Study text
....

Herb may be of help in allergies.

Date:

21-Jan-2002

Source

British Medical Journal

Related Monographs

Consumer Data: Allergies
Professional Data: Allergies

Article

If you have an allergy, your body's immune system has been programmed to treat a particular substance in food or the environment as an enemy. Defending us against harmful substances is part of the immune system's job. With allergies, the immune system reacts to a substance that, for the non-allergic person, is completely harmless. Hay fever, for example, is an allergic reaction to pollen. The immune system in the hay fever sufferer sets an allergic reaction in response to pollen molecules that come in contact with sinus passages.

The specific substances that cause allergic reactions are called "allergens." Composed largely of protein, allergens can be food ingredients, chemicals, or environmental substances such as pollen, dust mites, and animal dander. (Another word for allergen is antigen.) The allergic reaction, also known as a "hypersensitive" reaction, triggers the release of chemicals into the blood stream, chiefly histamine. Normally stored away inside cells that are part of the immune system, these chemicals produce the various symptoms and discomforts of allergies. These symptoms ranges in severity from mild to life threatening.

....

Information
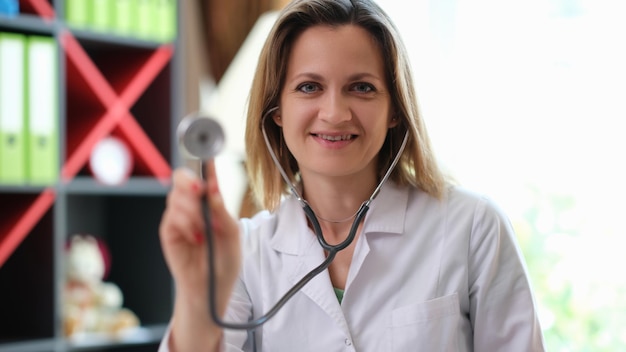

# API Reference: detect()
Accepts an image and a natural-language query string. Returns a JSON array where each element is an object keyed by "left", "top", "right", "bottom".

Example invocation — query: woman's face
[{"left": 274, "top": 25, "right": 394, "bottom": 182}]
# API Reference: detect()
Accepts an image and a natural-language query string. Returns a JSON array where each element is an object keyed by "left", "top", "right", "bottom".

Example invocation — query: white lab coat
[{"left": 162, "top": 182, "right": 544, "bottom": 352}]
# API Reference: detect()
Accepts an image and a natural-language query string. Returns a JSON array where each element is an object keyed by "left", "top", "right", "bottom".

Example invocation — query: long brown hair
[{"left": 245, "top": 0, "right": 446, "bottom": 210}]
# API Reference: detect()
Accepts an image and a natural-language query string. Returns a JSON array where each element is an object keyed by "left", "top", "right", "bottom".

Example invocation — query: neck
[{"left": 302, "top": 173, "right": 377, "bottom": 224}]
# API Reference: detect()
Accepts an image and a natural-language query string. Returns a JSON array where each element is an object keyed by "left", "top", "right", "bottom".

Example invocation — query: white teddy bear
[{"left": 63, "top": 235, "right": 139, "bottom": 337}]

....

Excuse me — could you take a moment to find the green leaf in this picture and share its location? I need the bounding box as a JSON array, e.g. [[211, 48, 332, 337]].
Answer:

....

Problem A
Which environmental substances does the allergy article name as examples of allergens?
Problem B
According to the allergy article, which chemical is chiefly released into the blood stream during an allergic reaction?

Reply A
Pollen, dust mites, and animal dander.

Reply B
Histamine.